- **Work to do**
Copy out every line of the entries that contains the word "rule".

- **Rows**
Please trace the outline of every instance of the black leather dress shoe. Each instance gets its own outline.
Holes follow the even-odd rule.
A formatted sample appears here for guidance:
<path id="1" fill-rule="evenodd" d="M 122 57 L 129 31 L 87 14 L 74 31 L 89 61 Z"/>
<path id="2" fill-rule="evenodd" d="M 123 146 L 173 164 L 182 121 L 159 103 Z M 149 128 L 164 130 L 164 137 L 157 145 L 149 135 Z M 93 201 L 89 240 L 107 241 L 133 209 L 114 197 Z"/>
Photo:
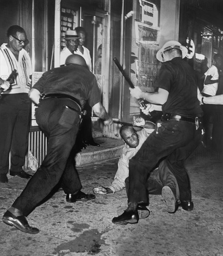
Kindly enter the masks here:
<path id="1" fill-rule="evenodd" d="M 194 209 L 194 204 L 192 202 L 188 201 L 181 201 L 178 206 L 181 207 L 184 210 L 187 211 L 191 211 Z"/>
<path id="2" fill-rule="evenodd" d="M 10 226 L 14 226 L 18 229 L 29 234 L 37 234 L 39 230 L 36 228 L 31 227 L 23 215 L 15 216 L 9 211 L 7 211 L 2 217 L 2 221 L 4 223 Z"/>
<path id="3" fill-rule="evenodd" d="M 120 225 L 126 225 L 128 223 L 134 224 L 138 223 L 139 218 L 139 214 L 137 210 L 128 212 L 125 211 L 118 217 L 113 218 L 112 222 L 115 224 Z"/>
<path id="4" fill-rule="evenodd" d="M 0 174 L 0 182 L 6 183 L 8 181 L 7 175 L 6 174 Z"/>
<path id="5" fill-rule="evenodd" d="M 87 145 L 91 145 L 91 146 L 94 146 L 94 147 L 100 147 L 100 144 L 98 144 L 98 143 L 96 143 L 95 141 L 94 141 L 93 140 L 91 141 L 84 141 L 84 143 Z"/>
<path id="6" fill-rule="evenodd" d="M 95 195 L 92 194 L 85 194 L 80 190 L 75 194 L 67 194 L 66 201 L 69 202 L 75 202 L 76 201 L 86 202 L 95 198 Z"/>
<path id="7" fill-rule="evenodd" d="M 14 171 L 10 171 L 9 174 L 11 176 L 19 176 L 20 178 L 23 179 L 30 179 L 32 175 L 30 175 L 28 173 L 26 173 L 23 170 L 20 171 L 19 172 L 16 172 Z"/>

- **Completed exercise**
Holes follow the even-odd rule.
<path id="1" fill-rule="evenodd" d="M 122 57 L 129 31 L 87 14 L 74 31 L 89 61 Z"/>
<path id="2" fill-rule="evenodd" d="M 123 146 L 173 164 L 182 121 L 159 103 Z M 149 128 L 164 130 L 164 137 L 157 145 L 149 135 Z M 93 201 L 89 240 L 107 241 L 133 209 L 114 197 Z"/>
<path id="1" fill-rule="evenodd" d="M 194 209 L 194 204 L 192 202 L 188 201 L 181 201 L 178 206 L 181 207 L 184 210 L 187 211 L 191 211 Z"/>
<path id="2" fill-rule="evenodd" d="M 10 226 L 14 226 L 18 229 L 29 234 L 37 234 L 39 230 L 36 228 L 31 227 L 23 215 L 15 216 L 9 211 L 7 211 L 2 217 L 2 221 L 4 223 Z"/>
<path id="3" fill-rule="evenodd" d="M 120 225 L 126 225 L 128 223 L 134 224 L 138 223 L 139 218 L 139 214 L 137 210 L 128 212 L 125 211 L 118 217 L 113 218 L 112 222 L 115 224 Z"/>
<path id="4" fill-rule="evenodd" d="M 0 174 L 0 182 L 6 183 L 8 181 L 7 175 L 6 174 Z"/>
<path id="5" fill-rule="evenodd" d="M 87 145 L 91 145 L 91 146 L 94 146 L 94 147 L 100 147 L 100 144 L 98 144 L 98 143 L 96 143 L 95 141 L 94 141 L 93 140 L 91 141 L 84 141 L 84 143 Z"/>
<path id="6" fill-rule="evenodd" d="M 95 195 L 92 194 L 85 194 L 80 190 L 75 194 L 67 194 L 66 201 L 69 202 L 75 202 L 76 201 L 86 202 L 95 198 Z"/>
<path id="7" fill-rule="evenodd" d="M 14 171 L 10 171 L 9 174 L 11 176 L 19 176 L 20 178 L 23 179 L 30 179 L 32 175 L 30 175 L 28 173 L 26 173 L 23 170 L 20 171 L 19 172 L 16 172 Z"/>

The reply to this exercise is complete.